→ What you should do
Go to the line in the entries below that holds "Every <instance> targets" and repeat exactly from there through the line that holds "box: [0, 401, 988, 554]", inclusive.

→ Data supplied

┌──

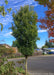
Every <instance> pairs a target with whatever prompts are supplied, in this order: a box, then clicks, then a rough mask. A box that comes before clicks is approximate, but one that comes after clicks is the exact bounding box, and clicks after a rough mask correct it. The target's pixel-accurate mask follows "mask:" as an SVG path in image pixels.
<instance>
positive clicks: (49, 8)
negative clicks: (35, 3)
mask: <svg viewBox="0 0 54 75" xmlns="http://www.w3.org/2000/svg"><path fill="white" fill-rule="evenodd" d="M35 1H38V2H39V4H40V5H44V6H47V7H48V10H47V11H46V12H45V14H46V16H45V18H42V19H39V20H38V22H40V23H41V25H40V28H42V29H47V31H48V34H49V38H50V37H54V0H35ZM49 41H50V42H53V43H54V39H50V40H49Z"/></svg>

└──
┌──

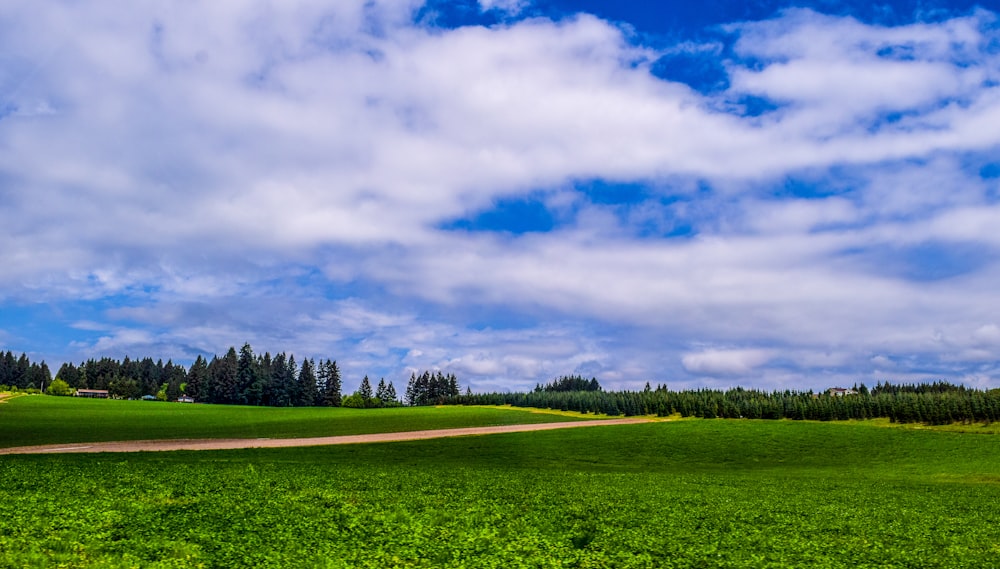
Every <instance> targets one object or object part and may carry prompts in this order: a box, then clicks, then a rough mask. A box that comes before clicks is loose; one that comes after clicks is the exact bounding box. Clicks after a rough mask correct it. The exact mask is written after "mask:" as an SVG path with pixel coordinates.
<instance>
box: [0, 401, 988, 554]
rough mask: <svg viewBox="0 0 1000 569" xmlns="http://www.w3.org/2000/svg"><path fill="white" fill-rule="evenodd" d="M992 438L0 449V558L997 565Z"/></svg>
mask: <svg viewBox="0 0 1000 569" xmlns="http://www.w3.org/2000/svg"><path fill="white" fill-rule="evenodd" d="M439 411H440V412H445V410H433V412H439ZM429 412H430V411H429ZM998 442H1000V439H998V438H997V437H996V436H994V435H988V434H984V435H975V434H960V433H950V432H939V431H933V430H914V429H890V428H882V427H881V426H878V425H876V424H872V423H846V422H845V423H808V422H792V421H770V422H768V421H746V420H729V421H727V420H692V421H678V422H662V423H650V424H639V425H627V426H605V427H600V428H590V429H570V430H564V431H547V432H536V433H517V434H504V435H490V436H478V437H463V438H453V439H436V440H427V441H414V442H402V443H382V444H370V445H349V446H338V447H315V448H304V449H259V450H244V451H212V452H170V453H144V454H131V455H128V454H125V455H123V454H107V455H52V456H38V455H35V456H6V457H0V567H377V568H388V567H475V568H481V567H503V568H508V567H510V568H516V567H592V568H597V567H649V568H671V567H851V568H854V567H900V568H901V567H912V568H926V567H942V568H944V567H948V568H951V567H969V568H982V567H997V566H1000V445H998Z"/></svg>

└──

→ Answer below
Every <instance> targets one object or object part and may carry prompts in this order: a box, then clicks, then a rough mask. A box that comes before clicks is loose; one that comes after clicks is the exact bounding box. Clicks after a rough mask correct it. The exact mask is written after "mask:" as an SVG path with pixel coordinates.
<instance>
box: [0, 401, 988, 554]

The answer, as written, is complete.